Fragmento:
Pulir el lente: Spinoza y los afectos

“Sólo quien es afectado tiene el potencial para construir un mejor mañana, sólo quien es afectado puede entender el dolor del otro, sus emociones, sus pasiones, sus miedos, sus abismos. Es el canal que permite tejer lo imposible. Incluso más que la palabra más racional que, en ocasiones, no logra su cometido de comunicar o generar empatía. El afecto es una chispa que puede demorarse en encender, pero que cuando arde, suele hacerlo con intensidad. ¿Cómo no sentirlo cuando una canción nos invade con sus notas? ¿Cuándo un poema nos evoca con sus versos un lamento? ¿Cuándo la pintura de un paisaje bucólico logra despertar en nosotros la tranquilidad inherente a la fuerza de la naturaleza? ¿o cuando un relato sentido de la guerra nos advierte sobre el dolor y el sufrimiento que conlleva el estallido de las bombas?”.

Tarea requerida 1:
Responde a estas preguntas sobre el fragmento acerca de Spinoza y los afectos:
(a) ¿Con qué se compara el afecto?
(b) ¿Qué logra despertar en nosotros la pintura de un paisaje bucólico?
(c) ¿Sobre qué nos advierte un relato sentido de la guerra?
Tarea requerida 2: Enumera todo lo que, según el fragmento sobre Spinoza y los afectos, puede entender del otro solo quien es afectado.
Tarea requerida 3: Prolonga el fragmento sobre Spinoza y los afectos a partir de la última pregunta, con un párrafo en el mismo tono.

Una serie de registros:
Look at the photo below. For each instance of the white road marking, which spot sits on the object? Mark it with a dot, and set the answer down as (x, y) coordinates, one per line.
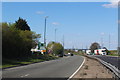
(25, 75)
(77, 70)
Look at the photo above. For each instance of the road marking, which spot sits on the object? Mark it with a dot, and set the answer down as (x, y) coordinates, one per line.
(25, 75)
(77, 69)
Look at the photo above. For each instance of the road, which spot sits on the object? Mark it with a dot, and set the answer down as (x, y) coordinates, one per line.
(115, 61)
(60, 68)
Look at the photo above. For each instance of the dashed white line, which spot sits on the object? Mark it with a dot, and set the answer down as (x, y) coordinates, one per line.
(77, 70)
(25, 75)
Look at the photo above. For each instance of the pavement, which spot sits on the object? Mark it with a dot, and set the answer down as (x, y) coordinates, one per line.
(115, 61)
(60, 68)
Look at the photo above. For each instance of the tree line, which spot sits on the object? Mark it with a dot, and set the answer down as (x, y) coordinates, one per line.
(17, 39)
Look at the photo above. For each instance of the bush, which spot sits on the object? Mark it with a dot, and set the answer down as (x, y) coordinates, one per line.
(16, 43)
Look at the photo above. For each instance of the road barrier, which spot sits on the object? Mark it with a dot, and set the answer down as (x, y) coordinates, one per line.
(112, 68)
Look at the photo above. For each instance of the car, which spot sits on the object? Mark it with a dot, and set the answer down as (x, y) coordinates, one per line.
(72, 54)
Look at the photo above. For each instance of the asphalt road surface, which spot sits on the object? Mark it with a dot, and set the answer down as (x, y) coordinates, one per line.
(115, 61)
(60, 68)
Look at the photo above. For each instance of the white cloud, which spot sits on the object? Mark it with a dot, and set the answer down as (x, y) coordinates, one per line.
(112, 4)
(55, 23)
(40, 12)
(102, 33)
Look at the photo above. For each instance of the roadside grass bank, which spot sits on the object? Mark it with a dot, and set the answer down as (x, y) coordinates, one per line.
(114, 55)
(8, 63)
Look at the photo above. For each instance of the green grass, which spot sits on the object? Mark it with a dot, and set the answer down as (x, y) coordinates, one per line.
(17, 62)
(113, 55)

Resultado del ejercicio 1:
(a) Con una chispa que puede demorarse en encender, pero que, cuando arde, suele hacerlo con intensidad.
(b) La tranquilidad inherente a la fuerza de la naturaleza.
(c) Sobre el dolor y el sufrimiento que conlleva el estallido de las bombas.

Resultado del ejercicio 2:
- El dolor del otro
- Sus emociones
- Sus pasiones
- Sus miedos
- Sus abismos

Resultado del ejercicio 3:
Algún día, sentado en su oficina de trabajo, Baruch Spinoza se dedica a pulir un lente con una lija, esperando alcanzar la curvatura perfecta. Su esfuerzo implica una profunda concentración y dedicación donde el más mínimo detalle podría romper varias horas de esfuerzo. Es aquella búsqueda del artesano de imprimir en la obra algo de sí mismo para crear algo nuevo. La óptica en el siglo XVII ya había logrado un apogeo considerable, con nuevas teorías, técnicas y herramientas que permitían moldear el vidrio de una forma que permitía que personas con problemas de visión pudieran tener una vida más digna. Pero estando allí, Spinoza se dio cuenta que había algo más. Y no pudo evitar preguntarse, en medio de la soledad de su taller, qué era aquello que él le estaba haciendo al vidrio y más importante aún ¿no serían su propio cuerpo y mente afectados como ese vidrio ante el esmerilado de sus congéneres, ante la lija de los tiempos? Los seres humanos no son estáticos, también son deformados (o moldeados), muchas veces sin ser conscientes de ello. El motor de aquel acto es el deseo de moldear el vidrio y darle forma. Allí, entonces, el filósofo neerlandés, inmerso en sus cavilaciones, llegó a una importante conclusión y creo un concepto que consideró adecuado, esa capacidad de un cuerpo de incidir en otro y provocar una emoción o reacción intensa la llamaría afecto.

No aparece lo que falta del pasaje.